■ **Entradas de datos**:
####
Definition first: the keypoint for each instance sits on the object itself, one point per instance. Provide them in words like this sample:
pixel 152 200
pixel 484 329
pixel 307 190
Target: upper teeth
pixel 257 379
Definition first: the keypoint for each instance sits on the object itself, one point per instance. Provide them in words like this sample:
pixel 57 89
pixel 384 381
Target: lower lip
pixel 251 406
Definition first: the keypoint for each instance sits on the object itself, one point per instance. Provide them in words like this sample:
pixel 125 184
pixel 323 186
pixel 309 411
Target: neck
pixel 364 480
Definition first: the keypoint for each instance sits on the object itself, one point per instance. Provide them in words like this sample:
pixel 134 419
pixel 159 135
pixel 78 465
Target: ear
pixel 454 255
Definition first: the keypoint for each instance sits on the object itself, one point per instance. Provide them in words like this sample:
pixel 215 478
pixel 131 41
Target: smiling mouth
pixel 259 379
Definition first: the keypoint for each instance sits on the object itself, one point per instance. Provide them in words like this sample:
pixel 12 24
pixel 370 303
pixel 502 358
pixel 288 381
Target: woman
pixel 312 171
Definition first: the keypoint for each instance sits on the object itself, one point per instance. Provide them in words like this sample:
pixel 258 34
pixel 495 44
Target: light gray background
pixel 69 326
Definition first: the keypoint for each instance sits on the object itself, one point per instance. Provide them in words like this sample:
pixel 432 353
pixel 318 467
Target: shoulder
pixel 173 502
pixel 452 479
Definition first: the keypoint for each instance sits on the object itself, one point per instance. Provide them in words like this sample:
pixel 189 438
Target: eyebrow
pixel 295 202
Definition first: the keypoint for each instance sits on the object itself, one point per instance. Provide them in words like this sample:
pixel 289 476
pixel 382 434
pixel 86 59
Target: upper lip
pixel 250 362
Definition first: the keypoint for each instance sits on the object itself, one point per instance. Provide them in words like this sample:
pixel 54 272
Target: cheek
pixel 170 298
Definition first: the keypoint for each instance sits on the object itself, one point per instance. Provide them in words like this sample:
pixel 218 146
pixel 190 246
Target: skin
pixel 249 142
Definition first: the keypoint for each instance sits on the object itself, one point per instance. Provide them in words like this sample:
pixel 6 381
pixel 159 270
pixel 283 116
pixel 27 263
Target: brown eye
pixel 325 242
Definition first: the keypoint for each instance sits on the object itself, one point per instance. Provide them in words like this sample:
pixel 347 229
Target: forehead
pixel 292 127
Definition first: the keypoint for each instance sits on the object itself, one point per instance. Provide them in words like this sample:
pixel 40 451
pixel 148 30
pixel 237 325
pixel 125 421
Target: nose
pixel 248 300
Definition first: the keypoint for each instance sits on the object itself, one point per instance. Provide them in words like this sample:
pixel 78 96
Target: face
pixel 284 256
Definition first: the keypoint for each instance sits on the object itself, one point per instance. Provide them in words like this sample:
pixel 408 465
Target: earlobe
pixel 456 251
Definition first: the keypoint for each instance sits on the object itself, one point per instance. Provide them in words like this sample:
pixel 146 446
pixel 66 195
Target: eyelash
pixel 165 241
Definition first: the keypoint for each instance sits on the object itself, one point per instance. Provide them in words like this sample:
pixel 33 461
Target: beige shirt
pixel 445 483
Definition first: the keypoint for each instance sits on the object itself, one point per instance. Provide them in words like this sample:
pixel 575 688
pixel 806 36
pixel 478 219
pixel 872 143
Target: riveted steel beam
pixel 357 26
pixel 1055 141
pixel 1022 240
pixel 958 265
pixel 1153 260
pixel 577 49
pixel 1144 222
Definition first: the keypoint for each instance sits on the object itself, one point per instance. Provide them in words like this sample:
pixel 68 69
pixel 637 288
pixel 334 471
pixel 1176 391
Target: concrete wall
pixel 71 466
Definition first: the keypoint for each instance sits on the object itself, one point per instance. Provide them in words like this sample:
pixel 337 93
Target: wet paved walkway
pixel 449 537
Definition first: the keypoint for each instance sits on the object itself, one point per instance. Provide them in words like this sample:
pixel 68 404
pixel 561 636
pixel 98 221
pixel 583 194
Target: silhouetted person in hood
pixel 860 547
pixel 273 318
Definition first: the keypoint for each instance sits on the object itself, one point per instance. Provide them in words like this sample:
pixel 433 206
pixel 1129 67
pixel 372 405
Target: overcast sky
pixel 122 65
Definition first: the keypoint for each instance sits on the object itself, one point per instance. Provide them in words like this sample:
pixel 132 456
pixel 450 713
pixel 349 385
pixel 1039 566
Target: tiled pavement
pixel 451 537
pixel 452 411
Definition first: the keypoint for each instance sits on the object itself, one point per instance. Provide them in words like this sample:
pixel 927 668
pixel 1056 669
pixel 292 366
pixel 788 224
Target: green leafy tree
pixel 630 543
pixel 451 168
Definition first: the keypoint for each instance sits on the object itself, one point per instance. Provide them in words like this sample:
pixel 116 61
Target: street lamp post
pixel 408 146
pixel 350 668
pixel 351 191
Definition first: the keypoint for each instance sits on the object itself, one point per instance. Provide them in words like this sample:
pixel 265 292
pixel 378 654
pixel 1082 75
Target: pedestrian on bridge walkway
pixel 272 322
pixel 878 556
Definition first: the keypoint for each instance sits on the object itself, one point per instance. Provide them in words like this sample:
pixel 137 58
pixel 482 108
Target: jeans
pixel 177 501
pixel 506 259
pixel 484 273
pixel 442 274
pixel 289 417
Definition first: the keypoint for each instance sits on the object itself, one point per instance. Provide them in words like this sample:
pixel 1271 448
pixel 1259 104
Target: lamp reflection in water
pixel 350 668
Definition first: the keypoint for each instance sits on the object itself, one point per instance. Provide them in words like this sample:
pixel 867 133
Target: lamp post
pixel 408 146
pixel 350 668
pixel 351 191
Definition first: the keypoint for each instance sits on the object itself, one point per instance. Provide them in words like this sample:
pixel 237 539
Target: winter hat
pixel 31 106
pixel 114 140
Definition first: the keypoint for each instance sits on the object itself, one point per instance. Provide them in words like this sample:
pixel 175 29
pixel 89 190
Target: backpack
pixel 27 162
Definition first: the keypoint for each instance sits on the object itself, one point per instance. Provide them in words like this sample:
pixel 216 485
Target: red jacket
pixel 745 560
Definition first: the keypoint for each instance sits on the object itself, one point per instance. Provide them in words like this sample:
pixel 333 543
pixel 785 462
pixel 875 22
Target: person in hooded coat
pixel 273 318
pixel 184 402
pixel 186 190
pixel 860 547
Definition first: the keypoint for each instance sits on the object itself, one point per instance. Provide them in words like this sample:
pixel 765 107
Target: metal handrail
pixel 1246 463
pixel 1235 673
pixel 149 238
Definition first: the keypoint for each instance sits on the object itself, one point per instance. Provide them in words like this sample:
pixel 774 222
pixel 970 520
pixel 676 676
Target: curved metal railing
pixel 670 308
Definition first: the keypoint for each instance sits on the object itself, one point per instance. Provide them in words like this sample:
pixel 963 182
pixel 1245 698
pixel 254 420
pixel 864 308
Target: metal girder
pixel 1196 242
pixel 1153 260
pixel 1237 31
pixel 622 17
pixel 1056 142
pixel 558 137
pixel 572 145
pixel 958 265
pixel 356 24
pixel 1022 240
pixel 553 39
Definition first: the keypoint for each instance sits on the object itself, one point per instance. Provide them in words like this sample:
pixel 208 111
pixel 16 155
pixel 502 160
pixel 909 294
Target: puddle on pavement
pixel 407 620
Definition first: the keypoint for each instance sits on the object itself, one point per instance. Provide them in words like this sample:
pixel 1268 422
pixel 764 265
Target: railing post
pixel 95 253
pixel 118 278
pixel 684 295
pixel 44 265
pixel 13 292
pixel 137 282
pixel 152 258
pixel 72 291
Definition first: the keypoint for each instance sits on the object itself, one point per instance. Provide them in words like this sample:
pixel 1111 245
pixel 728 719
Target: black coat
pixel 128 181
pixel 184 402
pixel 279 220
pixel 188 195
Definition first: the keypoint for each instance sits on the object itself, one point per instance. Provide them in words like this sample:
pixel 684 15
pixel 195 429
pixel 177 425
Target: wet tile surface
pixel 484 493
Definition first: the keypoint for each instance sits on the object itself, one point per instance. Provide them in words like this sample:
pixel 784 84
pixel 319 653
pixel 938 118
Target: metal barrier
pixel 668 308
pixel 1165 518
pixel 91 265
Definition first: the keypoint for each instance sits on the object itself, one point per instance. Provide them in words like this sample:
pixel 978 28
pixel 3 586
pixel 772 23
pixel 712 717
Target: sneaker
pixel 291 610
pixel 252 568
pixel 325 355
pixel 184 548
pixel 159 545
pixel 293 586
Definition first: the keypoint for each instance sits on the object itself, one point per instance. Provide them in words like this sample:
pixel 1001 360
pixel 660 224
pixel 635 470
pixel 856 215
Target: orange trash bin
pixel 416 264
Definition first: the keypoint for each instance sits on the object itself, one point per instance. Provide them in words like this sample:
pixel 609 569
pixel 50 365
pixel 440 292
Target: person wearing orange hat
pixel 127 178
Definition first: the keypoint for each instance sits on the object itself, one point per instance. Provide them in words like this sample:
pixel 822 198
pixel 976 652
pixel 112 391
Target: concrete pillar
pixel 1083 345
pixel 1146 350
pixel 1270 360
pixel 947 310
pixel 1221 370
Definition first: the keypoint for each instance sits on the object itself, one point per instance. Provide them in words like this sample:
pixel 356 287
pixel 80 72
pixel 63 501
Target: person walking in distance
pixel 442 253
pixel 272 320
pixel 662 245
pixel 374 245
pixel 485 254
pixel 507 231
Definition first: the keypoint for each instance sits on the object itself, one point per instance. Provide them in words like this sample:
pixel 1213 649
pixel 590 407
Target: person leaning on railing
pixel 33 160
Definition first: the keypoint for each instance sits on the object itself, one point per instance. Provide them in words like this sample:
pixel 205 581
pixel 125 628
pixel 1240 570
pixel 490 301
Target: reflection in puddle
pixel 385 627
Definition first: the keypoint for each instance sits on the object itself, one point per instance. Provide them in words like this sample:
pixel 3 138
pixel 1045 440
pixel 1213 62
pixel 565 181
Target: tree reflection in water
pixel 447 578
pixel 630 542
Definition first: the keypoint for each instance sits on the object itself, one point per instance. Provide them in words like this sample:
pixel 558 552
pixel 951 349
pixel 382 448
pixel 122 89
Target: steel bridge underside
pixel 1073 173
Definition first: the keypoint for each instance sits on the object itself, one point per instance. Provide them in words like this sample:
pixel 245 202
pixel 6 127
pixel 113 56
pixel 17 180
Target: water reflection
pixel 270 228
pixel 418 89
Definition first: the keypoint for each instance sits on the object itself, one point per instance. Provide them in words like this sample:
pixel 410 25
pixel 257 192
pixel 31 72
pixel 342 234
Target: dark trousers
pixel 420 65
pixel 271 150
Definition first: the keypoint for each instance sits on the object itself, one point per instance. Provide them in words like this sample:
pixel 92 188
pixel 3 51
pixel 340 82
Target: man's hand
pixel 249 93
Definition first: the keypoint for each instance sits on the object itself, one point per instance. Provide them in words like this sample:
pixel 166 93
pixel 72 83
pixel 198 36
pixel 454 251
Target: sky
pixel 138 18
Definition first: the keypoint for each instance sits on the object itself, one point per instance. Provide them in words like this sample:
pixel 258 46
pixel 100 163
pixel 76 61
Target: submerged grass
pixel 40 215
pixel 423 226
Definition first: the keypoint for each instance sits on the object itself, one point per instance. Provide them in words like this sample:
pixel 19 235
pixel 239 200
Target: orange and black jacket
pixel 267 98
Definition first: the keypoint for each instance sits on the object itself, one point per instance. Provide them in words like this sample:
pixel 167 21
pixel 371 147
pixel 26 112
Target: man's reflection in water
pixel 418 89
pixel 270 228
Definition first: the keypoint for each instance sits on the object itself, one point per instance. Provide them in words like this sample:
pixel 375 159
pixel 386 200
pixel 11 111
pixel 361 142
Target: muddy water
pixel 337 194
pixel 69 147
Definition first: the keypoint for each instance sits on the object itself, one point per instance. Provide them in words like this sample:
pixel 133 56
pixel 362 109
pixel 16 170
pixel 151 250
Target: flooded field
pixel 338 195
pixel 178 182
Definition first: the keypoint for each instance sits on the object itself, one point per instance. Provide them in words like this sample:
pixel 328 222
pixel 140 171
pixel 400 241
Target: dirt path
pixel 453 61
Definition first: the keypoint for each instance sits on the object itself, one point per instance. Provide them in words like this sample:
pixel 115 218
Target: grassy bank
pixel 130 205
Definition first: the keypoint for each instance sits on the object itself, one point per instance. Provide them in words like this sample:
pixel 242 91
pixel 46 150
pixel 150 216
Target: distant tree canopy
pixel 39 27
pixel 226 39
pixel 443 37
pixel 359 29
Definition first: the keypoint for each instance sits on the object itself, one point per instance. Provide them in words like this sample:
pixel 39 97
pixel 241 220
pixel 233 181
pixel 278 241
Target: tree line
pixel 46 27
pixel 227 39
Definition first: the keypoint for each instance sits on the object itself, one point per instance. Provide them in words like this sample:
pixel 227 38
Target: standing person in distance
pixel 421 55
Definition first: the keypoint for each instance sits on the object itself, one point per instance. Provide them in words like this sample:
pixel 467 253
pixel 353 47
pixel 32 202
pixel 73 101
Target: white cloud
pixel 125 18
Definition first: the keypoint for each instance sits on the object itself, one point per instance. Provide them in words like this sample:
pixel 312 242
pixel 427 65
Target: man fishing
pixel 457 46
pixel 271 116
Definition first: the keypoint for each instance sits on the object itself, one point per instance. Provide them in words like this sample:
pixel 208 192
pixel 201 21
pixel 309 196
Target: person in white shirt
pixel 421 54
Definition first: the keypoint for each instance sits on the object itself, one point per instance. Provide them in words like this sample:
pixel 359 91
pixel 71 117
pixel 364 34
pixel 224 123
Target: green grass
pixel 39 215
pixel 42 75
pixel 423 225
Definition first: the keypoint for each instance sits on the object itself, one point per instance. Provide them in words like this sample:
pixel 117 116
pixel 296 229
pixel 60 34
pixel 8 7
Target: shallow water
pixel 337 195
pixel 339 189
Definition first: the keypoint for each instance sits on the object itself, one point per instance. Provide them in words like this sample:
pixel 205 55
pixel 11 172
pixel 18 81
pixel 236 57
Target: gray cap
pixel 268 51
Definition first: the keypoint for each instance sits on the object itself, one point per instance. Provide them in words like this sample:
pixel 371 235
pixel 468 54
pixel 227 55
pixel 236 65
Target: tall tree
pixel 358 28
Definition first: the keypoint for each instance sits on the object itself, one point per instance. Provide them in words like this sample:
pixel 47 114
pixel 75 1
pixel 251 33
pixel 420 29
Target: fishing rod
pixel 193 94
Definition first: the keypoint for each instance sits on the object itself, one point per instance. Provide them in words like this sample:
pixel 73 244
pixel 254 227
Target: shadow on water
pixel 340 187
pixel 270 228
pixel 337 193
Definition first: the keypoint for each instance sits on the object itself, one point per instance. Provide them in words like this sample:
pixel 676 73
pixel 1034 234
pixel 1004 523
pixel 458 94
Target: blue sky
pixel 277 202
####
Cuenta cuántas líneas del material contienen la palabra "pavement". Responde solo con el número.

■ **Solución del problema**: 2